> [RECORDS FOR THE EXERCISE]:

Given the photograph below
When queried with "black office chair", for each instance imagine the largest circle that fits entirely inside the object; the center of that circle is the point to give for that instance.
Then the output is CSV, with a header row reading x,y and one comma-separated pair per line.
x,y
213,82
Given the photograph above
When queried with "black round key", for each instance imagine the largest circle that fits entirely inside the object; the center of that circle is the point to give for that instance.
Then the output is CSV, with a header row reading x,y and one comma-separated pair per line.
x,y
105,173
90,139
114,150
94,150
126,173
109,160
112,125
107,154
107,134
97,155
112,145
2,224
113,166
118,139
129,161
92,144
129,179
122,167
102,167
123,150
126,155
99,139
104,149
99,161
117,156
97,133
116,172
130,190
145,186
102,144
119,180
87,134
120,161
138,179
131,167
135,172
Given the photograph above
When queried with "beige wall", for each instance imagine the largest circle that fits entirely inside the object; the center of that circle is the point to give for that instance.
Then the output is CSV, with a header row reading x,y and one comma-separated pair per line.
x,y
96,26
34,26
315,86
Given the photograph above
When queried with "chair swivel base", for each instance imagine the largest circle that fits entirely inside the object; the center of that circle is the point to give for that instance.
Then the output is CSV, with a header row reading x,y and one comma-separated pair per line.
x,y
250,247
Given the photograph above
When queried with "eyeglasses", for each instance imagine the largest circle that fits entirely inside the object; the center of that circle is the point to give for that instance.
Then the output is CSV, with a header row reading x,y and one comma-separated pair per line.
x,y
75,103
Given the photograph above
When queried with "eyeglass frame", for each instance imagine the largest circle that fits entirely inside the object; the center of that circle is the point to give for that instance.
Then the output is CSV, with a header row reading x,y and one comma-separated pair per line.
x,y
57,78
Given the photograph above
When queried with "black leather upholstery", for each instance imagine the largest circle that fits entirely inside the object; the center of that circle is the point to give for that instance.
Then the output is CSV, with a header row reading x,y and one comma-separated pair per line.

> [WHAT IS EXPECTED]:
Set down every line of the listing again, exactly.

> [ANSWER BOX]:
Given the photograph below
When queried with "black office chair", for each instance imagine the largest circle that fits entirely inside the object; the center of that circle is the point to give for that instance.
Then the output is CSV, with a header row reading x,y and one comma-separated pair per line.
x,y
213,82
Given the photograph above
When queried with "black round key", for each instance imagine the largest circle that fits entirely inside the object; the center of that circle is the point to give for that instance.
Then the output is CSV, with a header row reading x,y and one comma-separated pair per line.
x,y
105,173
90,139
114,150
94,150
126,173
109,160
112,125
107,154
107,134
97,155
112,145
2,224
113,166
118,139
129,161
92,144
129,179
122,167
102,167
123,150
126,155
99,139
104,149
99,161
117,156
97,133
116,172
130,190
145,186
102,144
119,180
87,134
120,161
138,179
131,167
135,172
Given the photograph above
When queried with "beige wall", for each instance imagine the largest circle that fits entirely inside the object; the center of that circle is the point to give for that instance.
Then the output is CSV, with a header row reading x,y and one comma-separated pair per line.
x,y
96,26
34,26
315,86
Given the photograph above
When queried with "chair swivel base", for each instance imagine the largest circle that fits entirely inside the object; the center of that circle is the point to give for that instance.
Then the output is CSV, with a header row reading x,y and one comma-separated pair per line.
x,y
250,247
Given the photograph above
When queried with "eyeglasses", for each instance imagine the largest circle that fits entirely inside the object; the center of that circle is the point to give for that instance.
Then the output is CSV, with a header row reading x,y and one comma-separated pair per line.
x,y
75,103
Given the photograph above
When queried with "eyeglass frame", for each instance imagine the largest circle that fits entirely inside the object; the center of that circle is the point to give for that instance.
Then the output is CSV, with a header row reading x,y and one comma-separated pair per line.
x,y
57,78
Given the photograph above
When queried with "black leather upholstery", for each instance imagine the largest circle that fits entirely inside the object; the center of that circle is the point to give for that instance.
Then the output is CSV, with a header row reading x,y and one comma-separated pair per line.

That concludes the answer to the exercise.